> _Aim_
Copy out every line from the one containing "Examine the provided image for any glass" down to the one containing "[0,0,640,157]", leaving all other text as it is but shifting each bounding box coordinate up by 143.

> _Input rows_
╔══

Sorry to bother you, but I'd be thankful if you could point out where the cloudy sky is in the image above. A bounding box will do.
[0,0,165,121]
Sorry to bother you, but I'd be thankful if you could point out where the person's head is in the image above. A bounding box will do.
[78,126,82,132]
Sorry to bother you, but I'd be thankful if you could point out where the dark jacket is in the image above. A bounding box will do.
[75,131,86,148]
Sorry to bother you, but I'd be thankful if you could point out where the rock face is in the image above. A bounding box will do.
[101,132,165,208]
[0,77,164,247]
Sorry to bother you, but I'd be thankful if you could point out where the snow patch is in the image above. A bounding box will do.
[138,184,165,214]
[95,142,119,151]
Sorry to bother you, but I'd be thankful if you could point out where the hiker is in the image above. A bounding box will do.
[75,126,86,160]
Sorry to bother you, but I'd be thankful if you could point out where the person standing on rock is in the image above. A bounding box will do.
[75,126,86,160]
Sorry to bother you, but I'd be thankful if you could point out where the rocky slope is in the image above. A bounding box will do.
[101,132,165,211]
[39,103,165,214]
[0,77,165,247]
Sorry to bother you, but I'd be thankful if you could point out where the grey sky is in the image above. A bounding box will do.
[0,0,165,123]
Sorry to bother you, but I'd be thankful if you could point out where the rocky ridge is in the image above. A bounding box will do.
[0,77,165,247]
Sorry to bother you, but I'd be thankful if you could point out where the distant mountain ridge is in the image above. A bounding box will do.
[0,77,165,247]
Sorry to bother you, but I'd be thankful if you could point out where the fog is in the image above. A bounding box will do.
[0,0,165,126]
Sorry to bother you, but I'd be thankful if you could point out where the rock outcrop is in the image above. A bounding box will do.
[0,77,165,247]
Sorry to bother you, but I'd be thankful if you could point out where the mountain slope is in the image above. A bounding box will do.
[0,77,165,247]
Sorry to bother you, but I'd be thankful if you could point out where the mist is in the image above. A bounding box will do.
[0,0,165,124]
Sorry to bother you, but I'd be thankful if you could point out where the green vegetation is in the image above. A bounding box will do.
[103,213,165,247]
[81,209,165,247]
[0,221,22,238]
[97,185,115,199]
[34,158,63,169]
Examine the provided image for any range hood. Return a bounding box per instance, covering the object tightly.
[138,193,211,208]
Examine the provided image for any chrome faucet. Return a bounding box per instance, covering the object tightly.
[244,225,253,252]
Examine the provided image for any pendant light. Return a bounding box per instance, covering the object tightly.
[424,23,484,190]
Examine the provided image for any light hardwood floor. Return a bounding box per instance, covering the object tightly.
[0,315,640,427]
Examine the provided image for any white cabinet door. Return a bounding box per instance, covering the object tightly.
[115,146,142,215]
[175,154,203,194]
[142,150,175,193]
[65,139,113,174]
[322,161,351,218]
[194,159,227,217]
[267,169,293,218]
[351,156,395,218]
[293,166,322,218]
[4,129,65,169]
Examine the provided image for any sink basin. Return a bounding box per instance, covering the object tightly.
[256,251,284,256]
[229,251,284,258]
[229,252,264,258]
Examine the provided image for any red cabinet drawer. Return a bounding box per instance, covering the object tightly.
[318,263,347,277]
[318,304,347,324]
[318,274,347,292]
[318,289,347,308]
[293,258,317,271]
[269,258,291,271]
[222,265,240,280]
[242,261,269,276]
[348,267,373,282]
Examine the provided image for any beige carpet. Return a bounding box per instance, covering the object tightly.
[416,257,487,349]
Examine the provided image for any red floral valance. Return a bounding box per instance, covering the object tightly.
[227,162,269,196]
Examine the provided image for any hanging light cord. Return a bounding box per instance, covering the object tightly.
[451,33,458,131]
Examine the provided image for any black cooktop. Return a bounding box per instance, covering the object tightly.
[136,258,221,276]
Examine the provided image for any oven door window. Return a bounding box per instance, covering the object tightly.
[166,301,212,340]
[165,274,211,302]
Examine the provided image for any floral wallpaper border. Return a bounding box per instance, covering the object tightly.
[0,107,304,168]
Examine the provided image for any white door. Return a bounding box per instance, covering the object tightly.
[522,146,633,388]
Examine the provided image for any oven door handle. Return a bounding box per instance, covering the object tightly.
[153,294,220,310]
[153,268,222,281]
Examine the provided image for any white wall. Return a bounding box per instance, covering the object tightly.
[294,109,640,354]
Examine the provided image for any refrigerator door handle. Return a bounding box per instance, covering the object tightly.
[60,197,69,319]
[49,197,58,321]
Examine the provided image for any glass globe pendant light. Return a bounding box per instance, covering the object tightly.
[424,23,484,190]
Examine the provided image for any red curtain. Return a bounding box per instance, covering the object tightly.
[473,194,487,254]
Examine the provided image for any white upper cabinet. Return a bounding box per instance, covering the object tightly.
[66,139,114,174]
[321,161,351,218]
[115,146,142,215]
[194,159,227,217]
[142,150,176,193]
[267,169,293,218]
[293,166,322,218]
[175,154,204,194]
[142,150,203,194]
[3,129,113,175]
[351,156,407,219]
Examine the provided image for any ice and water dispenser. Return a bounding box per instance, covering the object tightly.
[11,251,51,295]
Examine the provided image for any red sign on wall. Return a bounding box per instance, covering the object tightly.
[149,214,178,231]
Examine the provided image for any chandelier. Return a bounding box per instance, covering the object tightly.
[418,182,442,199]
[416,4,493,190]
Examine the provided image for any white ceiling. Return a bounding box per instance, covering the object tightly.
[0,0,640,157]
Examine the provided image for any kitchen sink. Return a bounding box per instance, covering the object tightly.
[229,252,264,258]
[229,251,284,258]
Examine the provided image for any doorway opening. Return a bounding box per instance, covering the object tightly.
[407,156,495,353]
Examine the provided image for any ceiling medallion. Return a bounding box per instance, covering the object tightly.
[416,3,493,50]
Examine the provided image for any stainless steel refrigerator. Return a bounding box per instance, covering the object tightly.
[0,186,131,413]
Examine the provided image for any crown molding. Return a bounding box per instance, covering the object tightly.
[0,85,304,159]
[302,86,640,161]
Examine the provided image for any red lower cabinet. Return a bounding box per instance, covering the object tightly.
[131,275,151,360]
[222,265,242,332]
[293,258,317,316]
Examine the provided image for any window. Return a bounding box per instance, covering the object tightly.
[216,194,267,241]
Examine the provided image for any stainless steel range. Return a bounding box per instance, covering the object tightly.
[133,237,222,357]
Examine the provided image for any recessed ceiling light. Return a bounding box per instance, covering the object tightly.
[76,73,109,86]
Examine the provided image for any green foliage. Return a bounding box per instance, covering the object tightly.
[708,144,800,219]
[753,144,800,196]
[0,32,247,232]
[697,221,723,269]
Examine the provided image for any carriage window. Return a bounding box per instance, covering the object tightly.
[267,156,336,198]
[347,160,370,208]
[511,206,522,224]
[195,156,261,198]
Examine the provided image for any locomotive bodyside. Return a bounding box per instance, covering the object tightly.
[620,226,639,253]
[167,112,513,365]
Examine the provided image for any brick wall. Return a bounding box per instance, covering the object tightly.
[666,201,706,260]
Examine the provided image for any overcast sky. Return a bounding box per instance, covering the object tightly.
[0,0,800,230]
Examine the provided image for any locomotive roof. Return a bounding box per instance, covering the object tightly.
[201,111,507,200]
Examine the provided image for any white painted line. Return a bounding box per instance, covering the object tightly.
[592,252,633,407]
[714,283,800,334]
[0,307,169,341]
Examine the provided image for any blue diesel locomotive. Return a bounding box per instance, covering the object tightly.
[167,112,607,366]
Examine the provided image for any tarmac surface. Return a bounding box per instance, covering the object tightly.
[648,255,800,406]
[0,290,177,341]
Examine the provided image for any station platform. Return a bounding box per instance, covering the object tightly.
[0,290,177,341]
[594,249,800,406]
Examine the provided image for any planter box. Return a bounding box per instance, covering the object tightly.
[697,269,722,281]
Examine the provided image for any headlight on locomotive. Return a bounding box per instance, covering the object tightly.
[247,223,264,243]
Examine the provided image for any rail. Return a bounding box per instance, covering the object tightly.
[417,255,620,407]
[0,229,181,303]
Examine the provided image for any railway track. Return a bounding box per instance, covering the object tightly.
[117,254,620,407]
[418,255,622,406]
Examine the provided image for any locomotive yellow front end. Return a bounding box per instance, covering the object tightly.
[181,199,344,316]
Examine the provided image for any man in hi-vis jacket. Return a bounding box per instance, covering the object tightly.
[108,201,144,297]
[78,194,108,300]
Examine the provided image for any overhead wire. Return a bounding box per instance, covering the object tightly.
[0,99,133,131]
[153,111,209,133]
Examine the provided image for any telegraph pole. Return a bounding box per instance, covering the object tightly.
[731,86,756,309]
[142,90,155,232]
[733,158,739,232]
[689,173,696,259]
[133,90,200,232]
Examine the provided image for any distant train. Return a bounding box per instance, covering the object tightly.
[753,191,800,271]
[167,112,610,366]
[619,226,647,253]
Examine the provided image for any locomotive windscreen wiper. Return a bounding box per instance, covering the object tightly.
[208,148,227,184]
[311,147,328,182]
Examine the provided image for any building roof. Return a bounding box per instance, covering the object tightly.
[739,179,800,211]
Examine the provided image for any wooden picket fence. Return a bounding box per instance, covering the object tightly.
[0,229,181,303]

╚══

> _Expected answer_
Examine the provided image for any glass globe pendant light. Return a bounding box per instance, covering the object tightly.
[567,166,627,333]
Examine the provided image for any red curtain. Return a bounding box per instance, covering the object tightly.
[616,337,630,397]
Examine the provided image for any white upper cabinet. Return a bounding box per instance, covering the object tightly.
[209,282,257,317]
[464,304,494,361]
[258,289,285,358]
[337,302,370,360]
[285,293,319,336]
[410,312,436,361]
[436,309,465,361]
[318,297,347,337]
[285,293,346,337]
[146,272,256,318]
[494,299,550,362]
Examine the provided image for any ice and water dispenser. Return a bounding box per instance, covering the object tightly.
[154,394,194,438]
Examine the provided image for any red sign on wall. Return a bounding box per instance, covering the object tightly.
[292,357,321,374]
Examine the provided image for any chandelier. Return a bounding box per instance, covering the object tightly.
[561,325,585,342]
[559,147,636,333]
Examine the provided image for any white ceiling. Return a bounding box per instance, covering the object tightly.
[143,143,783,300]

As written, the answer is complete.